#### SELECTED EXCERPT
::::::::
Seven months after this arrival Ezra solemnly promulgated the Law to the people. They celebrated the feast of Tabernacles and a few days later did public penance and confessed their sins (8:1-9, 37). Finally Ezra established a covenant to which all the people subscribed (chap. 10).
Some years after these events—in 445—Nehemiah, King Artaxerxes’ governor, was aided by God to obtain royal permission to rebuild the walls of Jerusalem and the city itself. This was done despite the Samaritans’ opposition and the city was repopulated.
The king appointed Nehemiah governor of Jerusalem. Nehemiah took his role very seriously; he administered the city very well and maintained a high level of religious observance. Some years later, Nehemiah, on a second mission to Jerusalem, tried to get the Levites to agree to an equitable distribution of tithes and to ensure that the Jews kept the sabbath properly; he also upbraided those who had foreign wives. Nehemiah ends with this invitation: “Remember me, O my God, for good” (13:31).
When he comes to the end of his labors Nehemiah does not seek his own glory or any human reward; instead he lifts his gaze to heaven and entreats God to remember him and all he has done to promote the glory of God, in whom he places all his trust.
::::::::
#### ENTRIES SUPPLIED

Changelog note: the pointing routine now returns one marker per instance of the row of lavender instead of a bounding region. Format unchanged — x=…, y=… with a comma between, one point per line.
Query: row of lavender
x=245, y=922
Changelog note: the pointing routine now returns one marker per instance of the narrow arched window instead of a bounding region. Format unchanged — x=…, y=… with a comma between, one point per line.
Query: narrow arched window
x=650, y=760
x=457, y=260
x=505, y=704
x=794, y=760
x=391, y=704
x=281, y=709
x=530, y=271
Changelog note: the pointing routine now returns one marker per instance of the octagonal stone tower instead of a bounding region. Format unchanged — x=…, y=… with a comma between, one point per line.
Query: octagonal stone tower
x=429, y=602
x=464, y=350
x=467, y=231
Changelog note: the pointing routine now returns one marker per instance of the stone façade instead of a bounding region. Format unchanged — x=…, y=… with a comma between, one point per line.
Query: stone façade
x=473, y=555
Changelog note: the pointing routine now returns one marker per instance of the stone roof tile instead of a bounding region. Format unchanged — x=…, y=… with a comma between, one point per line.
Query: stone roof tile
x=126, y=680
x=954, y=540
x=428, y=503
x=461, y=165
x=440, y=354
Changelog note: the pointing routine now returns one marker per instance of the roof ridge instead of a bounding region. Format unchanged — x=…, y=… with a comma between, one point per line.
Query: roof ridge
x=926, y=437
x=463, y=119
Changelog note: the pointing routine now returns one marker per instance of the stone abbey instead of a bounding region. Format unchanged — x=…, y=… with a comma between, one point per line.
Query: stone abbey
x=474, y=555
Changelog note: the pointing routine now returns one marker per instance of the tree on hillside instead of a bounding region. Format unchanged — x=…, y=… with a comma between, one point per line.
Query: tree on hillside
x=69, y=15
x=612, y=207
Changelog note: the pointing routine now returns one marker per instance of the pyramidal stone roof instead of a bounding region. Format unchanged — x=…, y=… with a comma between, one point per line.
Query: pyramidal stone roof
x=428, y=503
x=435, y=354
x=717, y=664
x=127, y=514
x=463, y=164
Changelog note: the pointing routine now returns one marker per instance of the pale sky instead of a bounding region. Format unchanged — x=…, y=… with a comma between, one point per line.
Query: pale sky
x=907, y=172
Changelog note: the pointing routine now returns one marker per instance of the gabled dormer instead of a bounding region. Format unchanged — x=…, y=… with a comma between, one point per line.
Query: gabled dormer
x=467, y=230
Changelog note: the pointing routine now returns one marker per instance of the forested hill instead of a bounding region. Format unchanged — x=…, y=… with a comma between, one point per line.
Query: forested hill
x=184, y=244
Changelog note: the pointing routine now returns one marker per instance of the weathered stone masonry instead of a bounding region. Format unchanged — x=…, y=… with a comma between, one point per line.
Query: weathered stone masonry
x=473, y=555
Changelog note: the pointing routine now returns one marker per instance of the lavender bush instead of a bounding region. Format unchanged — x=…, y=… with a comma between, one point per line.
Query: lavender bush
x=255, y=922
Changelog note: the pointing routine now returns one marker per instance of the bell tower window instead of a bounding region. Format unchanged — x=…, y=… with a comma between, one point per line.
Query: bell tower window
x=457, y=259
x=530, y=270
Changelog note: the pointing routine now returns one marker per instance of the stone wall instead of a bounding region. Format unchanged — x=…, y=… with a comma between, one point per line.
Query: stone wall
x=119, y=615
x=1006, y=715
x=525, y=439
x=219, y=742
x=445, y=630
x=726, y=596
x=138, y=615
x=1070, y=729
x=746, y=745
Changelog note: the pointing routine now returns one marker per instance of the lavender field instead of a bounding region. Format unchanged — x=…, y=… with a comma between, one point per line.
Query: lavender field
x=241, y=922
::::::::
#### DIRECTIONS
A) Reproduce the passage on Ezra and Nehemiah word for word, between "The king appointed" and "all his trust.", inclusive.
B) List every scripture reference that the passage on Ezra and Nehemiah gives in parentheses.

#### RESPONSES IN ORDER
A)
The king appointed Nehemiah governor of Jerusalem. Nehemiah took his role very seriously; he administered the city very well and maintained a high level of religious observance. Some years later, Nehemiah, on a second mission to Jerusalem, tried to get the Levites to agree to an equitable distribution of tithes and to ensure that the Jews kept the sabbath properly; he also upbraided those who had foreign wives. Nehemiah ends with this invitation: “Remember me, O my God, for good” (13:31).
When he comes to the end of his labors Nehemiah does not seek his own glory or any human reward; instead he lifts his gaze to heaven and entreats God to remember him and all he has done to promote the glory of God, in whom he places all his trust.

B)
8:1-9, 37
chap. 10
13:31